Work request: Retype the records that follow, every line exactly as written.
·····
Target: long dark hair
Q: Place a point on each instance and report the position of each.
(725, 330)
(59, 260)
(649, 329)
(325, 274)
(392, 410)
·····
Problem solution:
Target: long dark hair
Q: Place a point on each instance and report the position of each.
(725, 330)
(59, 260)
(649, 329)
(325, 274)
(392, 410)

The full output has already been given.